BEGIN Exercise materials

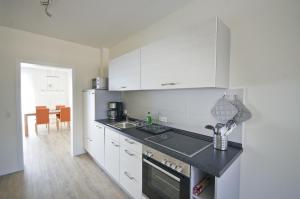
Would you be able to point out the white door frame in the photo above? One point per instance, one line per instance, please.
(19, 121)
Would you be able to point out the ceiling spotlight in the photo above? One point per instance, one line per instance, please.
(46, 4)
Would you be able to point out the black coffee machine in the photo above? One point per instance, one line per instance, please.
(115, 110)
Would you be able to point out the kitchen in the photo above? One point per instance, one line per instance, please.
(153, 160)
(186, 62)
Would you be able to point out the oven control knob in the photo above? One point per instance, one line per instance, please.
(173, 166)
(179, 169)
(168, 164)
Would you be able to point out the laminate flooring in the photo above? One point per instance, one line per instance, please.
(51, 172)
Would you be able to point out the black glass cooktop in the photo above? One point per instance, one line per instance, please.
(180, 143)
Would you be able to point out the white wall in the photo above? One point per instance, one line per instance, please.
(19, 46)
(265, 46)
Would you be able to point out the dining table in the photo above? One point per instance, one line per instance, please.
(51, 112)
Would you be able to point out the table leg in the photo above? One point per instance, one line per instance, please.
(26, 125)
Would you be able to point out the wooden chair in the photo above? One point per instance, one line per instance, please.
(65, 116)
(42, 117)
(58, 107)
(37, 107)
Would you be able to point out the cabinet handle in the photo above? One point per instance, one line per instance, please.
(128, 141)
(130, 154)
(116, 145)
(168, 84)
(130, 177)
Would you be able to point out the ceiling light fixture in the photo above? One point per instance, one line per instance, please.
(46, 4)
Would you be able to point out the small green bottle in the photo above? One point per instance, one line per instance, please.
(149, 119)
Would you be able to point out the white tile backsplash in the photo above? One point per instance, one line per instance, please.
(187, 109)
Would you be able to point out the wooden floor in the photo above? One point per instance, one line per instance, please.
(51, 172)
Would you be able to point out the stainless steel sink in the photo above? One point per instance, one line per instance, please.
(123, 125)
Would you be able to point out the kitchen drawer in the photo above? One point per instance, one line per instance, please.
(130, 184)
(99, 127)
(112, 158)
(131, 144)
(112, 134)
(131, 161)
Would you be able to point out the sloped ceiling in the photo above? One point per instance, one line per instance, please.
(97, 23)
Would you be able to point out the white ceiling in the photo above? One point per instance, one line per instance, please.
(98, 23)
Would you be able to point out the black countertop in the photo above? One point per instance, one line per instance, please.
(211, 161)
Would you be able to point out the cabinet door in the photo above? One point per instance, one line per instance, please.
(124, 72)
(97, 145)
(88, 116)
(112, 157)
(181, 61)
(131, 171)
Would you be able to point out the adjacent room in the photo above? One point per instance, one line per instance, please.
(170, 99)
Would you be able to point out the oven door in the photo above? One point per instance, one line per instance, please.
(161, 182)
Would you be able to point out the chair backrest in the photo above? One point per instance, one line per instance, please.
(57, 107)
(65, 114)
(42, 116)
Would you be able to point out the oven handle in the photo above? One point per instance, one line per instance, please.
(162, 170)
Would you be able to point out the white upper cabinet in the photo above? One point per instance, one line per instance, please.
(124, 72)
(193, 58)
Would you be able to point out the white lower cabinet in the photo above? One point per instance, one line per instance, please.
(112, 157)
(97, 146)
(131, 171)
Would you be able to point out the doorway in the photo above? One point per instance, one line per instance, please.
(51, 88)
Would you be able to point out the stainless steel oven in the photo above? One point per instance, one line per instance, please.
(164, 177)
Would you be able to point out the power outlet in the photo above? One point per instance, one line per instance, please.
(163, 119)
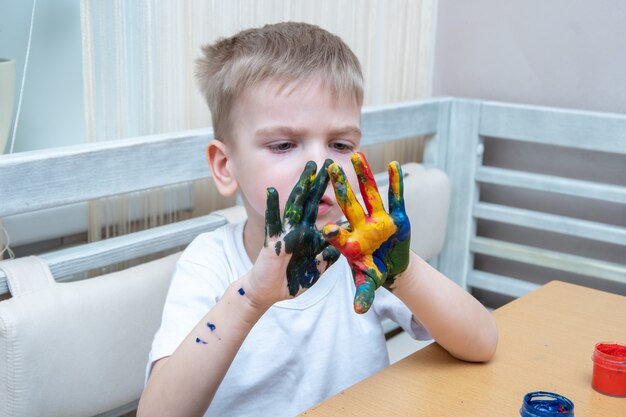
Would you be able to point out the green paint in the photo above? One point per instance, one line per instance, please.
(273, 225)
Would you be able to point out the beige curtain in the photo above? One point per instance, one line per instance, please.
(139, 62)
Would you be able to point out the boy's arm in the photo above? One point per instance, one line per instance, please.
(185, 383)
(377, 248)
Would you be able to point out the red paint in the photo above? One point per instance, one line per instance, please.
(613, 349)
(609, 369)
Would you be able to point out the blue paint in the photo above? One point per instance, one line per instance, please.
(546, 404)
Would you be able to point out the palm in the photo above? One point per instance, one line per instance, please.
(296, 234)
(377, 243)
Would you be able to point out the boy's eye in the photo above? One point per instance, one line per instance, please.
(281, 147)
(342, 146)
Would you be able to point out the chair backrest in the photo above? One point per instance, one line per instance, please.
(537, 194)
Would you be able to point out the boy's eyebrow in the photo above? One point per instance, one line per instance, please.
(290, 131)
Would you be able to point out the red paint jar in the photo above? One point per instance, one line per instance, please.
(609, 369)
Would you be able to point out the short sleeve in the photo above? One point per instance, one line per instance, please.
(389, 306)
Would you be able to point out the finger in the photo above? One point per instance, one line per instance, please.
(396, 187)
(367, 184)
(295, 202)
(336, 235)
(273, 225)
(345, 196)
(330, 255)
(365, 291)
(317, 192)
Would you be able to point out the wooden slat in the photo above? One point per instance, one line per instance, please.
(562, 127)
(36, 180)
(552, 184)
(550, 259)
(550, 222)
(398, 121)
(66, 262)
(500, 284)
(459, 161)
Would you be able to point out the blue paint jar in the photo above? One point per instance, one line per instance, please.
(546, 404)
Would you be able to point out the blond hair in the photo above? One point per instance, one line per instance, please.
(285, 52)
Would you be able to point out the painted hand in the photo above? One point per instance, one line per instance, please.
(377, 243)
(296, 234)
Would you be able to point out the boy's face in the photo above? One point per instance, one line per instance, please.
(277, 129)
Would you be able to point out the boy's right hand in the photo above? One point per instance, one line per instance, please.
(294, 253)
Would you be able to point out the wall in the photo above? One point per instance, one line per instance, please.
(53, 93)
(564, 53)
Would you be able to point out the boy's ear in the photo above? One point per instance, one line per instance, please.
(219, 162)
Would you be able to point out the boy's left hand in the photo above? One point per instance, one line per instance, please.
(377, 244)
(296, 234)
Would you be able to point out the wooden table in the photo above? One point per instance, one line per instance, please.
(546, 341)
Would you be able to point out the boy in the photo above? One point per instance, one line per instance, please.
(244, 330)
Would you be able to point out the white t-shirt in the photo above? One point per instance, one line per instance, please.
(300, 352)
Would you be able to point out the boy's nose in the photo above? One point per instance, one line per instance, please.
(319, 154)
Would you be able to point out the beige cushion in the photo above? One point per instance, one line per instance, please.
(80, 348)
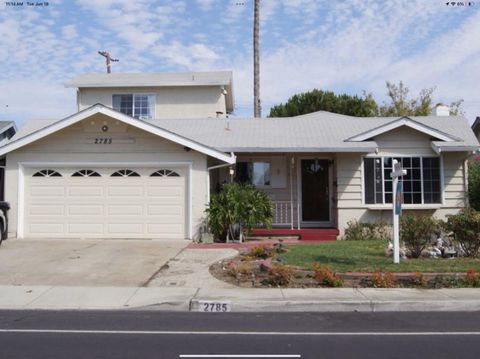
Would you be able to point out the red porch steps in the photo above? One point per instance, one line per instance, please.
(305, 234)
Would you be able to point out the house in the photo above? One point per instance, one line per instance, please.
(135, 162)
(7, 130)
(476, 130)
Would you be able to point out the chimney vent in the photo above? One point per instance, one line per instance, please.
(441, 110)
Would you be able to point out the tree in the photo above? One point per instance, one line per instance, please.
(401, 105)
(319, 100)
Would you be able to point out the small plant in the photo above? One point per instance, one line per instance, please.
(465, 230)
(357, 231)
(262, 252)
(417, 232)
(280, 275)
(472, 279)
(382, 280)
(324, 275)
(418, 279)
(240, 270)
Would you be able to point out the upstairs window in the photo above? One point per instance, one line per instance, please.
(421, 185)
(256, 173)
(141, 106)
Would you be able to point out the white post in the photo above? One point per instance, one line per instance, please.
(396, 231)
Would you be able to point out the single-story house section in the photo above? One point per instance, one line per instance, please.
(129, 173)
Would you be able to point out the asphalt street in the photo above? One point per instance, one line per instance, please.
(126, 334)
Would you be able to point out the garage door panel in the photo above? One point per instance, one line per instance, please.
(125, 228)
(46, 228)
(165, 191)
(86, 209)
(165, 210)
(47, 191)
(106, 207)
(85, 228)
(124, 210)
(46, 210)
(85, 191)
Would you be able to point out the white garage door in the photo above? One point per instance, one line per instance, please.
(105, 203)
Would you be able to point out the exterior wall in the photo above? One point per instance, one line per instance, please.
(283, 176)
(171, 102)
(400, 142)
(76, 144)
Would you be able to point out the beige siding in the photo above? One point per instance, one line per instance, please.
(130, 145)
(399, 142)
(171, 102)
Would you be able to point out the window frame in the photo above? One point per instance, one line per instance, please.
(385, 205)
(252, 162)
(133, 94)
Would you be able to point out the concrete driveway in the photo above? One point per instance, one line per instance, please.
(67, 262)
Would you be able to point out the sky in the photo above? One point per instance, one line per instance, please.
(347, 46)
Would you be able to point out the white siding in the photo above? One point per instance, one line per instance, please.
(171, 102)
(130, 145)
(399, 142)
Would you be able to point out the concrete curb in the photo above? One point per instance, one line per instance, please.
(240, 299)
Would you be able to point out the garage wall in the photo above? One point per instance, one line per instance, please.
(76, 144)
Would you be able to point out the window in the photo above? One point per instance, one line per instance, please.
(125, 173)
(47, 173)
(141, 106)
(165, 173)
(421, 185)
(256, 173)
(86, 173)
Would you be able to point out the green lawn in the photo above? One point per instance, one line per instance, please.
(368, 256)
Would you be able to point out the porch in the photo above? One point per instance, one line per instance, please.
(302, 188)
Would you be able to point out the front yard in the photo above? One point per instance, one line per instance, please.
(369, 256)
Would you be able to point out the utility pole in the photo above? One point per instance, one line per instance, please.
(257, 107)
(108, 59)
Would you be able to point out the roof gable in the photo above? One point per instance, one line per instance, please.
(100, 109)
(403, 121)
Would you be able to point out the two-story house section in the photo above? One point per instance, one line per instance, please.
(152, 96)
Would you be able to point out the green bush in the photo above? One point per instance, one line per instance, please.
(417, 232)
(465, 230)
(237, 209)
(357, 231)
(474, 184)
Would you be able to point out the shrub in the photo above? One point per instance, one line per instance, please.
(357, 231)
(382, 280)
(239, 270)
(417, 232)
(280, 275)
(465, 230)
(260, 252)
(325, 276)
(474, 184)
(236, 210)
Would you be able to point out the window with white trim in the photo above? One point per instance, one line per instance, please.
(421, 185)
(256, 173)
(141, 106)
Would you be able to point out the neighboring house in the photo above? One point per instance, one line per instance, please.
(101, 173)
(7, 130)
(476, 130)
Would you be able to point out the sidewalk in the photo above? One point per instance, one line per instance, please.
(241, 299)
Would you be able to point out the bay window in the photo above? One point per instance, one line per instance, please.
(421, 184)
(141, 106)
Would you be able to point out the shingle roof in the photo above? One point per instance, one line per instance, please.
(318, 131)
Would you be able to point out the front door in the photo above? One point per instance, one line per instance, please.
(315, 191)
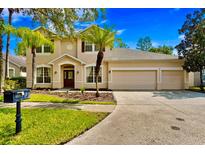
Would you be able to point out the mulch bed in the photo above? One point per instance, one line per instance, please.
(87, 96)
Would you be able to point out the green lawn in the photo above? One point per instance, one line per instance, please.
(46, 126)
(56, 99)
(196, 88)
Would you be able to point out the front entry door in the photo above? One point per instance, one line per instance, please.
(69, 78)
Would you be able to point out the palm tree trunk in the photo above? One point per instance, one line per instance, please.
(201, 80)
(8, 45)
(97, 69)
(1, 47)
(33, 66)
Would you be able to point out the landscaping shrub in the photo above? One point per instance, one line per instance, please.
(82, 89)
(10, 85)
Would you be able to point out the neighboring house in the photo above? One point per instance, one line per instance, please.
(16, 66)
(73, 61)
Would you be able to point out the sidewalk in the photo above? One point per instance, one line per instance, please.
(83, 107)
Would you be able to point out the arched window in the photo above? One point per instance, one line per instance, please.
(43, 75)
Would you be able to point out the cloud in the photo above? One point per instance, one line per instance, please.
(181, 37)
(120, 31)
(176, 9)
(155, 44)
(104, 21)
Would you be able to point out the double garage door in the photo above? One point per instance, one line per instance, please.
(146, 79)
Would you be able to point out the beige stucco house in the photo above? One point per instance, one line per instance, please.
(72, 66)
(16, 66)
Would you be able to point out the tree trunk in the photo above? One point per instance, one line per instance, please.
(97, 69)
(1, 47)
(33, 66)
(201, 80)
(8, 45)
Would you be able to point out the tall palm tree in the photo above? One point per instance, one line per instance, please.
(1, 46)
(30, 40)
(102, 38)
(11, 11)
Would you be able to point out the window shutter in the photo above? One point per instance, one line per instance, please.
(83, 45)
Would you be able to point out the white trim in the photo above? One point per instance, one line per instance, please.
(171, 68)
(133, 68)
(14, 71)
(51, 62)
(35, 74)
(145, 68)
(59, 70)
(10, 61)
(43, 65)
(43, 53)
(85, 75)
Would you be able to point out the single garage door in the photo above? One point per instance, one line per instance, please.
(172, 80)
(131, 80)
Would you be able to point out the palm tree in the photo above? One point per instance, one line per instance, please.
(101, 38)
(1, 46)
(30, 40)
(11, 11)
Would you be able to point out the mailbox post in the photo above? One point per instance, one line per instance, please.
(15, 96)
(18, 116)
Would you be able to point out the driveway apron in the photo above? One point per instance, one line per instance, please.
(158, 117)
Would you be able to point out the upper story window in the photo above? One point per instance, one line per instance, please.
(11, 72)
(90, 74)
(43, 75)
(44, 49)
(90, 47)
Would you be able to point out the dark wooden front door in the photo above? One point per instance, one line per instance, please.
(69, 78)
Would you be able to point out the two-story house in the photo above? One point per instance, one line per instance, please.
(16, 66)
(72, 63)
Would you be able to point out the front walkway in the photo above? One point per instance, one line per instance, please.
(161, 117)
(84, 107)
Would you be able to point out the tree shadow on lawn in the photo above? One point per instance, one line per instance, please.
(178, 94)
(6, 133)
(56, 106)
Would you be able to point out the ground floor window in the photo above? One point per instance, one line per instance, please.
(43, 75)
(90, 74)
(11, 72)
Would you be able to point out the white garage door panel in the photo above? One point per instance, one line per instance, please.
(172, 80)
(144, 80)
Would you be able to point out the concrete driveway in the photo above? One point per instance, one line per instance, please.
(151, 118)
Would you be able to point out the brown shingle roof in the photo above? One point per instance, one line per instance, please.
(17, 60)
(132, 54)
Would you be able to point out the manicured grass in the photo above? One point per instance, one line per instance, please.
(46, 126)
(196, 88)
(1, 98)
(57, 99)
(100, 103)
(49, 98)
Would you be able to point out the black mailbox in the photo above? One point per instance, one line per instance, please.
(12, 96)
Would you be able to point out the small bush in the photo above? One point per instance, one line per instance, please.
(21, 81)
(82, 90)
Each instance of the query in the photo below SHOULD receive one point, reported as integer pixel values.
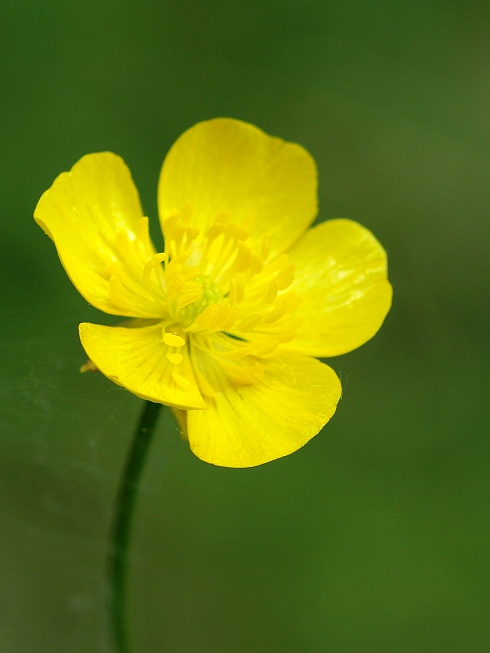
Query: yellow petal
(93, 214)
(136, 359)
(266, 185)
(341, 278)
(247, 425)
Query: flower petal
(341, 278)
(93, 215)
(247, 425)
(136, 359)
(268, 186)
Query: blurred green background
(375, 536)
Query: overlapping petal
(136, 359)
(247, 425)
(341, 278)
(267, 186)
(94, 216)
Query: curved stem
(121, 528)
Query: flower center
(223, 293)
(210, 294)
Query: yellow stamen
(175, 358)
(249, 323)
(151, 264)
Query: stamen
(249, 323)
(271, 293)
(151, 264)
(275, 314)
(265, 248)
(175, 358)
(285, 277)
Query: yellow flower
(228, 318)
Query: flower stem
(121, 528)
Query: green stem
(121, 528)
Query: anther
(173, 340)
(249, 323)
(175, 359)
(151, 264)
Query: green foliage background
(375, 536)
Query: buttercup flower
(228, 321)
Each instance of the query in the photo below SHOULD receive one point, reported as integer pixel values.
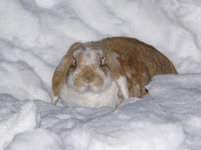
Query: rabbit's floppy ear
(117, 72)
(61, 72)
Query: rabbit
(106, 72)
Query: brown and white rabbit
(106, 72)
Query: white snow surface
(35, 34)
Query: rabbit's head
(89, 67)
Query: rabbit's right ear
(61, 72)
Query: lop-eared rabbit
(106, 72)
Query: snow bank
(35, 34)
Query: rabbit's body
(72, 98)
(105, 72)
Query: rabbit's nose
(88, 77)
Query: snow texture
(35, 34)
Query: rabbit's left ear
(118, 74)
(61, 71)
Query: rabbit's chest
(108, 97)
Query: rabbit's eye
(73, 61)
(102, 61)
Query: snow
(35, 34)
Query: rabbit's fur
(104, 73)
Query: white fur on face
(88, 64)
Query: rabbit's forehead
(88, 55)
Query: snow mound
(34, 35)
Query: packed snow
(35, 34)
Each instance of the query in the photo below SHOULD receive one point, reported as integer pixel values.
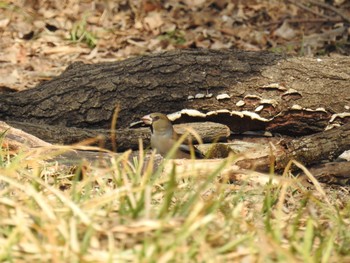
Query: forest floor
(123, 213)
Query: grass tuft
(127, 210)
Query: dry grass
(121, 212)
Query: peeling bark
(293, 96)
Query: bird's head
(158, 121)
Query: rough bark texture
(253, 153)
(308, 93)
(243, 90)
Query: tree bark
(244, 90)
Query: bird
(164, 138)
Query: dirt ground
(39, 38)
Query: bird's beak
(147, 119)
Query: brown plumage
(164, 137)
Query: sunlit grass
(126, 211)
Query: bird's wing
(188, 149)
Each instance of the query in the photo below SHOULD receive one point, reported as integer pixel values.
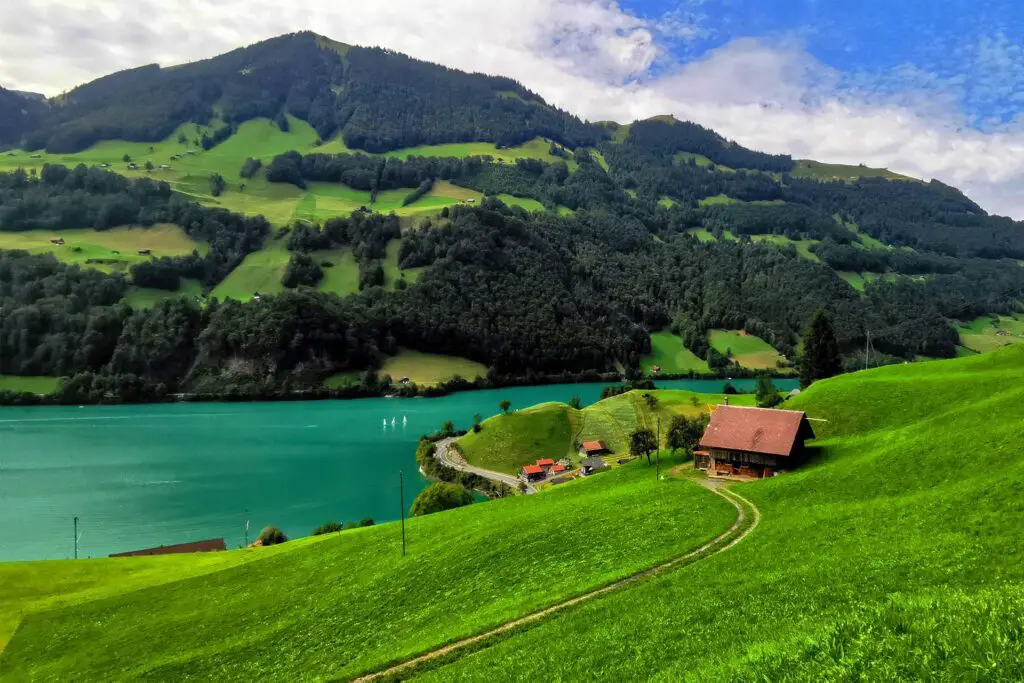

END Exercise materials

Return only the lines from the line containing "Query: peeling bark" through the last line of the records above, both ends included, exactly as written, leaving pictures out.

| Written solution |
Query: peeling bark
(293, 96)
Query: bird's head
(158, 121)
Query: rough bark texture
(253, 153)
(308, 93)
(243, 90)
Query: tree bark
(244, 90)
Query: bird
(164, 138)
Query: dirt ground
(39, 38)
Query: bird's beak
(147, 119)
Query: brown plumage
(164, 137)
Query: sunlit grass
(126, 211)
Query: bird's wing
(188, 149)
Each instance of the query in the photo below SHOULD receive one point, reported as integer pixel values.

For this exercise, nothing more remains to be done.